:: Exercise directions ::
This exercise calls for printing every record exactly once more.

:: Provided information ::
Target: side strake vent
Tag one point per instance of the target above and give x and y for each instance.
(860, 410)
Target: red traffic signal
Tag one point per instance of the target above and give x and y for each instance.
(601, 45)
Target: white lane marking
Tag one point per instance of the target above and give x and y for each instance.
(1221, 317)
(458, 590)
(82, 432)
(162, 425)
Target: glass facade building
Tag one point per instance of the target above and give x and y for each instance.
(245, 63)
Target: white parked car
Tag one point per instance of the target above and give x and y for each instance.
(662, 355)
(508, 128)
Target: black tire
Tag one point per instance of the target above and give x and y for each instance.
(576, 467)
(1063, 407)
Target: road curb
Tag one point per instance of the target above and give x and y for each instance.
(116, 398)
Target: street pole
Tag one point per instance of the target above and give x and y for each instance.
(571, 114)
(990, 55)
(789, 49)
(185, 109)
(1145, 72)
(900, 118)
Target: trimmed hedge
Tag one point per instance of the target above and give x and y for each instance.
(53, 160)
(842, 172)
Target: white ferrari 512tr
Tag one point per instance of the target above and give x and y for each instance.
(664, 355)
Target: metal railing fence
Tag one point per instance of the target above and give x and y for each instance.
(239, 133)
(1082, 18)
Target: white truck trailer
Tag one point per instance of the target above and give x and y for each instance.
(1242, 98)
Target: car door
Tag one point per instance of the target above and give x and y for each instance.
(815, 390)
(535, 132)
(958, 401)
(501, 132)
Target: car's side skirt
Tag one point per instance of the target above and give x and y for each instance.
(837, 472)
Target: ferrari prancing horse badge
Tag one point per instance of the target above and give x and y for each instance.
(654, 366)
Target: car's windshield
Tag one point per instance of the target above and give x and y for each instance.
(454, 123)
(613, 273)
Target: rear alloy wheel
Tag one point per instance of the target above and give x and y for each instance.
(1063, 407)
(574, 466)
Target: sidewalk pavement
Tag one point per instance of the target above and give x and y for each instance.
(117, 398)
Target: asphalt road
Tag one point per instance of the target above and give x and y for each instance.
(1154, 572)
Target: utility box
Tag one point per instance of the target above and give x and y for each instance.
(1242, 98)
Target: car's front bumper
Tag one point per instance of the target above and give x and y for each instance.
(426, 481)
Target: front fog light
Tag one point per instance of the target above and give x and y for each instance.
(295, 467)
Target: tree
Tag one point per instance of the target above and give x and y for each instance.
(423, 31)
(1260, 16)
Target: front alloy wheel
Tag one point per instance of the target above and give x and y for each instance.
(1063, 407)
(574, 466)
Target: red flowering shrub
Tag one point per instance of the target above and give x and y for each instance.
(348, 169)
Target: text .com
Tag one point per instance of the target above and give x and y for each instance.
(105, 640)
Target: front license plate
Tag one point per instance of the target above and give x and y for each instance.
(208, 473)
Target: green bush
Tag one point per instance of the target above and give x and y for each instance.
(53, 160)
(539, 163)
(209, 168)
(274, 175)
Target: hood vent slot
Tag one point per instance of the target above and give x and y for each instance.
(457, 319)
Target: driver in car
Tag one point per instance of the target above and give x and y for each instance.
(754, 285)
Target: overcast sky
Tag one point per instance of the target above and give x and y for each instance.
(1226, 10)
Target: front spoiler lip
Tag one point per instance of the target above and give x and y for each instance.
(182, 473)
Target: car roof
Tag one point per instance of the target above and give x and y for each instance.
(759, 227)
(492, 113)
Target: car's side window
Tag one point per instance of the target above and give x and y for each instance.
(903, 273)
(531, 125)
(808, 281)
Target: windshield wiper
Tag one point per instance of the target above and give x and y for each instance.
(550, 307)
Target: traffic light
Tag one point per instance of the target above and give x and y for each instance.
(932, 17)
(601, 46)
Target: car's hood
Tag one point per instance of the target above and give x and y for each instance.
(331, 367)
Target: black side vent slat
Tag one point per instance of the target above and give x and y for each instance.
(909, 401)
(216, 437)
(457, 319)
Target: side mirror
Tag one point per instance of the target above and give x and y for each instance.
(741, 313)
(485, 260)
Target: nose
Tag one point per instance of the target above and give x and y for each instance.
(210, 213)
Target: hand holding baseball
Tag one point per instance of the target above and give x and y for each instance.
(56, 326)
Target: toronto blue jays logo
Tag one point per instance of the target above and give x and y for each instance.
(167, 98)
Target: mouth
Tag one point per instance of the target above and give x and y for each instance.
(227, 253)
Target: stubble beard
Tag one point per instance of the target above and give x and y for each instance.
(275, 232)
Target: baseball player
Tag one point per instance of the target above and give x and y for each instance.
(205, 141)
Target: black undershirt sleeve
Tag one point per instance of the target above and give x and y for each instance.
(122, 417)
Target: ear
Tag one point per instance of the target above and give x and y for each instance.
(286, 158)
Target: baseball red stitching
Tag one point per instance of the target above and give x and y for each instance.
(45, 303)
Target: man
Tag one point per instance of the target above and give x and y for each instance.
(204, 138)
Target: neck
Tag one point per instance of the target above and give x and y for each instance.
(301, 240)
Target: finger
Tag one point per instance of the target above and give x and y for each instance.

:: Written response ::
Target: side strake vent
Tag one point per instance of the target above and give x and y for each instance.
(860, 410)
Target: red traffic signal
Tag one point per instance of the target above and give x and y for each instance.
(601, 45)
Target: white lane marking
Tag one point per instance of the target above and give x and y for each instance.
(1221, 317)
(458, 590)
(82, 432)
(162, 425)
Target: glass facade building
Tag one point per instance of the target above and give x and y for each instance.
(245, 63)
Target: white parked car
Tag one point per instance of the target above and give x and y for each instance.
(662, 355)
(508, 128)
Target: black tire
Tag one point per instance of the target above and give x and y for each instance.
(576, 467)
(1063, 407)
Target: road curb
Tag one point per instance of the target above and give x and y for each instance.
(116, 398)
Target: street pole
Tag one point per instance of the target above and give x and y for each instance.
(571, 114)
(990, 55)
(789, 49)
(185, 109)
(1145, 72)
(900, 118)
Target: trimmed hedge
Tag one point per instance of the target above and give x and y for each instance.
(53, 160)
(842, 172)
Target: white ferrari 512tr
Tag one point per instance of the target above and give x and y for each instance.
(664, 355)
Target: metal railing fence
Tag one point per instance of the target above and give x and y for each instance.
(239, 133)
(1082, 18)
Target: white truck trailer
Tag one point per instance of the target above and give x and y for each instance.
(1242, 98)
Target: car door
Tag one point per instance of the target above and give x and y for each instance.
(815, 390)
(535, 132)
(958, 401)
(501, 132)
Target: car's side skirt
Tag one point per instance of the target above and give x and y for each instance.
(837, 472)
Target: ferrari prancing horse badge
Tag one point per instance of the target above and give x and y for each instance.
(654, 366)
Target: car's windshield
Tag one point per instance of the target above and give x and y for each instance.
(454, 123)
(613, 273)
Target: rear alloy wheel
Tag one point per instance of the target above and give x and y for each instance.
(1063, 407)
(574, 466)
Target: sidewalk pavement
Tag one point per instance of the target above and give x and y for each instance.
(117, 398)
Target: asphalt road
Tag one point per instance of the target above and give x and y for each instance.
(1154, 572)
Target: utility box
Tag one point per instance of the target above and give x and y for each instance.
(1242, 98)
Target: car's front bumper
Tag one point per instance of the target above and give x and y for each instance.
(426, 481)
Target: front fog light
Tag one point per instance of the target above and give x and y for each instance.
(295, 467)
Target: tree
Tag one point per instance of the target above and give x and y for each instance.
(423, 31)
(1260, 16)
Target: front alloy wheel
Tag one point per instance of the target above and give x and y for each instance.
(1063, 407)
(574, 466)
Target: red flowering shrub
Tag one point per instance of the target above and give x and y for each instance.
(348, 169)
Target: text .com
Tag one point per instance of the target above and give x and y for each instance.
(105, 640)
Target: front license plate
Tag one point per instance of the target above and give x and y for each instance.
(208, 473)
Target: green bush
Tag one point per instance of the target above and give x and y for each instance.
(53, 160)
(539, 163)
(209, 168)
(274, 175)
Target: hood vent slot
Tag one point per instance of the target above and give x and y for each instance.
(457, 319)
Target: driver in car
Tag one point per instance of the target above and give x and y for each instance.
(754, 285)
Target: overcast sky
Tag one point per instance of the target above and give x and y for each instance.
(1226, 10)
Target: front spoiler lip
Tag one point per instance of the target above and give x and y for each instance.
(182, 473)
Target: car roof
Tag one point per instance of the target above and give x and y for each instance.
(759, 227)
(492, 113)
Target: car's side window
Tag one point per instance of the target above and give x and y for each instance.
(903, 273)
(531, 125)
(808, 281)
Target: windshield wiper
Tag one point per instance of the target above and give x and y for each instance.
(550, 307)
Target: traffic light
Tag one point per instance of the target above and give x and y for each instance.
(932, 17)
(601, 46)
Target: car's hood
Tag one point per instance of the target above and give x and y for each instance.
(331, 367)
Target: black side vent slat
Tag one point per instance of the target above and give x and y for each instance.
(909, 401)
(216, 437)
(457, 319)
Target: side mirror
Tag one point per instance of the target above and give x and y for each instance.
(741, 313)
(485, 260)
Target: nose
Tag one point per instance of the target above and give x and y for each instance.
(210, 213)
Target: hand holding baseball
Tag one point per instance of the target above and give x and y for each instance.
(56, 326)
Target: toronto blue jays logo
Tag one point per instance of the target above and give x and y for each instance.
(167, 98)
Target: mouth
Tag one point per instance of the target above and give x and y for each instance.
(227, 253)
Target: stubble beard
Tag one point per instance of the target above and give x and y for each instance.
(275, 232)
Target: baseball player
Tag one point per instance of the target above and give x and y for each instance.
(205, 141)
Target: black undershirt sleeve
Tag one point per instance of the target above and give x and y for each instance.
(122, 417)
Target: ear
Tag one point per instance of the target above and give x and y for each instance.
(286, 158)
Target: baseball red stitching
Tag one point per instance of the target above and give x and y for each instance.
(45, 303)
Target: man
Tag one point per instance of the target above and give x and y for each instance.
(204, 138)
Target: neck
Tag one point per instance of the target above and give x and y for each instance.
(301, 240)
Target: finger
Tag one point per instance of the target above and give x and y for each instance.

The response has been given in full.